▶ PROBLEM REQUIREMENTS
Restate each record word for word, from the first to the last.

[Text-to-region grounding data]

▼

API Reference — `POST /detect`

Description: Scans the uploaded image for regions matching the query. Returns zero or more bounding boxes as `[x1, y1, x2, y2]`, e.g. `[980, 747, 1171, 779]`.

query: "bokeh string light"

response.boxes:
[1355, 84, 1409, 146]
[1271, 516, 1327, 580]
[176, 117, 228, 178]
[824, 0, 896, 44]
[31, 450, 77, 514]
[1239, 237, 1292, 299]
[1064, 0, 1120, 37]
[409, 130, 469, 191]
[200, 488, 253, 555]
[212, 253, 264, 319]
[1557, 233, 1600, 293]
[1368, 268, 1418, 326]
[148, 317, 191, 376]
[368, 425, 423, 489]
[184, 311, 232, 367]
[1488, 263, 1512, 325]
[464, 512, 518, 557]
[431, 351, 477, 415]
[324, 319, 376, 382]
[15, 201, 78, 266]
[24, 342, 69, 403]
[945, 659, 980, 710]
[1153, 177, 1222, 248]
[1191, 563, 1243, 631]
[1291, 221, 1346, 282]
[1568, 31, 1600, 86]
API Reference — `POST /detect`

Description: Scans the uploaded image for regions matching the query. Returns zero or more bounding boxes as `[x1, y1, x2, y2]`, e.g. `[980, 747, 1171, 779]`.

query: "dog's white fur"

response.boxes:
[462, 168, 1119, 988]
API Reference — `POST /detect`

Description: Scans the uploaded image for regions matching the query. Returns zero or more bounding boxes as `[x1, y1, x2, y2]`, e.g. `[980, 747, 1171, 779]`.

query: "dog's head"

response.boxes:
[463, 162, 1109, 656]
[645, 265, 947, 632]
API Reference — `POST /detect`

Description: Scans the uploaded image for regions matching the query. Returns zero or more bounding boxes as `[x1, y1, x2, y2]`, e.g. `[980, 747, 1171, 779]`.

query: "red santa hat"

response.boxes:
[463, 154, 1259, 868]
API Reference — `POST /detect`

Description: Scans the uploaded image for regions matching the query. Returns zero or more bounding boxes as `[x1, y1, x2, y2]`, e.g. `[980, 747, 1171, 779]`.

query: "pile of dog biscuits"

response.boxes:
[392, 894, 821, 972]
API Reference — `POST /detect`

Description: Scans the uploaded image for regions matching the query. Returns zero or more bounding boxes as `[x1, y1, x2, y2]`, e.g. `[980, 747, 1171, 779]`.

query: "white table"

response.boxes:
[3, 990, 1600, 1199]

▲

▶ REPLY
API Reference — `POST /detect`

Description: Scans the uploaded image for regions matching the query. Returns zero or more bounding boxes as `[x1, y1, x2, y2]`, e.g. `[980, 747, 1171, 779]`.

query: "bokeh string light"

response.boxes:
[1355, 84, 1409, 146]
[1271, 516, 1327, 580]
[176, 117, 228, 178]
[824, 0, 896, 44]
[31, 450, 77, 514]
[1239, 237, 1292, 299]
[1064, 0, 1120, 37]
[409, 130, 469, 191]
[200, 488, 253, 555]
[212, 253, 264, 319]
[1557, 233, 1600, 293]
[1368, 268, 1418, 326]
[148, 317, 191, 376]
[368, 425, 423, 489]
[184, 311, 232, 367]
[1488, 263, 1512, 325]
[464, 512, 518, 557]
[431, 351, 477, 415]
[324, 319, 376, 382]
[15, 201, 78, 266]
[24, 342, 69, 403]
[945, 659, 980, 710]
[1153, 177, 1222, 248]
[1191, 563, 1243, 631]
[1291, 221, 1346, 282]
[1568, 31, 1600, 86]
API Reference — `POST /detect`

Description: Scans the uploaded image for regions matching the query. Returns zero or more bounding boxes as `[x1, y1, x2, y2]`, e.g. `[980, 747, 1171, 779]`.

query: "dog's white fur"

response.boxes:
[462, 168, 1119, 988]
API Reference — `POST /detect`

Description: Scans the uploaded image for regions matching the query. Returns zero or more bounding boxes as `[x1, y1, x2, y2]`, e.g. `[980, 747, 1171, 779]`.

query: "dog's head"

response.boxes:
[463, 162, 1109, 656]
[645, 265, 947, 632]
API Reference — `POST /detect`

Description: Scans the uploaded image for regions matching the query. Returns zero or more bounding boxes as `[x1, y1, x2, y2]`, e.g. `[980, 747, 1171, 779]`.

query: "red santa hat"

response.boxes:
[463, 154, 1259, 868]
API Reference — `POST /detect`

Description: Scans the uploaded image for regions matching the query. Returns zero or more bounding boxes as `[x1, y1, x2, y2]`, e.g. `[980, 747, 1171, 779]`.

query: "pile of dog biscuits"

response.boxes:
[392, 894, 821, 972]
API Reference — `POST /detect`

Description: Scans the uploaded image for regions matching the query. Returns zero or more bounding boxes as `[x1, y1, x2, y2]`, e.g. `[980, 747, 1171, 779]`.

query: "white table"

response.boxes:
[3, 990, 1600, 1199]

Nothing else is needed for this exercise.